November 28, 2011
Reprinted courtesy of KC Nursing News
Each year from November to April, millions of people come down with the flu.
Medical experts, including Darryl K. Nelson, M.D. and chief medical officer of HCA Midwest Health System, say that while the flu — which usually enters the body through the mouth or nose — can be dangerous, it usually can be prevented with a simple flu shot.
“One of the most effective ways to stop at least 75 percent of those infections is through a flu shot. It decreases the chance of hospitalization by 60 percent and death from the contagious virus by 80 percent,” Nelson said.
The flu virus can become airborne if an infected individual coughs or sneezes, which tends to spread the flu rapidly to people in close proximity. Flu symptoms can be mistaken for a cold, but Nelson says that the onset is typically more sudden and includes symptoms such as severe muscle aches, chills and fever, extreme fatigue, sore throat, headache and cough. When the flu hits, according to Dr. Nelson, common sense should prevail.

- _Activity list_
[A] Answer these questions from the flu text, one per line:
(i) During which months do millions of people come down with the flu?
(ii) According to Nelson, by what percentage does a flu shot decrease the chance of hospitalization?
(iii) What can make the flu virus airborne?
[B] Summarize the flu text in two sentences.

- _Provided data_
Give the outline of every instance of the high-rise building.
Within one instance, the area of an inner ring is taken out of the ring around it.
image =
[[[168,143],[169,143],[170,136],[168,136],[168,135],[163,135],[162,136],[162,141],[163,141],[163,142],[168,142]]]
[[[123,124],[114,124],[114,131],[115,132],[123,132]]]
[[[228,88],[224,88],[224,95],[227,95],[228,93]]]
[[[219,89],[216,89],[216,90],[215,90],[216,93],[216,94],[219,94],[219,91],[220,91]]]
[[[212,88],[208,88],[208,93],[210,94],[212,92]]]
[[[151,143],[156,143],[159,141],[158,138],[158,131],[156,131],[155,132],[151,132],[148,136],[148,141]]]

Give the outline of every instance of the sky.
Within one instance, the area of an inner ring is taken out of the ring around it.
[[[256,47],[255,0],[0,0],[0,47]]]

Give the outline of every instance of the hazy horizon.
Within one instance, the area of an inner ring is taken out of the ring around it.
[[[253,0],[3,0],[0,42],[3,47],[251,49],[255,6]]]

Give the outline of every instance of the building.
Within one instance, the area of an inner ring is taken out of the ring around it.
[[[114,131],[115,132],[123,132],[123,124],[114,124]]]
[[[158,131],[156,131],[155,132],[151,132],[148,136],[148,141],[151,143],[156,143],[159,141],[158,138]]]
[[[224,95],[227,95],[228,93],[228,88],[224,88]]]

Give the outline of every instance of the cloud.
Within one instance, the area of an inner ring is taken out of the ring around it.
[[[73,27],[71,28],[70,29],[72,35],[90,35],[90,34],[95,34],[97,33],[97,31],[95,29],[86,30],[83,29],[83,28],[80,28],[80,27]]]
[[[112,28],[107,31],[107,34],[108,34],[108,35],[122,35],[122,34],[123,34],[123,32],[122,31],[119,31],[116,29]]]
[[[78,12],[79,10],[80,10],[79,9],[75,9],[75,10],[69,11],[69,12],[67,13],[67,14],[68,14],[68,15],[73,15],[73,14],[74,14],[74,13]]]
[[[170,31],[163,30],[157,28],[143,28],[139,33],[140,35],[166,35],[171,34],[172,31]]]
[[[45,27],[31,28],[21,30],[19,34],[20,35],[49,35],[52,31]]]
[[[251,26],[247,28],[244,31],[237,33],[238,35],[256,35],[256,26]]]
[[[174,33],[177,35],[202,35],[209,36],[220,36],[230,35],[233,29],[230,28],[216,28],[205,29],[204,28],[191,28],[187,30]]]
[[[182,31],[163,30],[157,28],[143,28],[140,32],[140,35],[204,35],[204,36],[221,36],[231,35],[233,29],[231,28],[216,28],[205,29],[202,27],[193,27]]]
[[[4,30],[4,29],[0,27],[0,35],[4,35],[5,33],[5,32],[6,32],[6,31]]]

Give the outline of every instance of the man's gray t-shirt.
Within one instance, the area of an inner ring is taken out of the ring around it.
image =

- _Expected responses_
[A]
(i) From November to April.
(ii) By 60 percent.
(iii) An infected individual coughing or sneezing.

[B] Each year from November to April, millions of people get the flu, and medical experts, including Darryl K. Nelson, say a flu shot can usually prevent it and cuts the chance of hospitalization by 60 percent and death by 80 percent. The virus spreads rapidly to people nearby through coughs and sneezes, and although its symptoms can be mistaken for a cold, they typically come on more suddenly and include severe muscle aches, chills and fever, extreme fatigue, sore throat, headache and cough.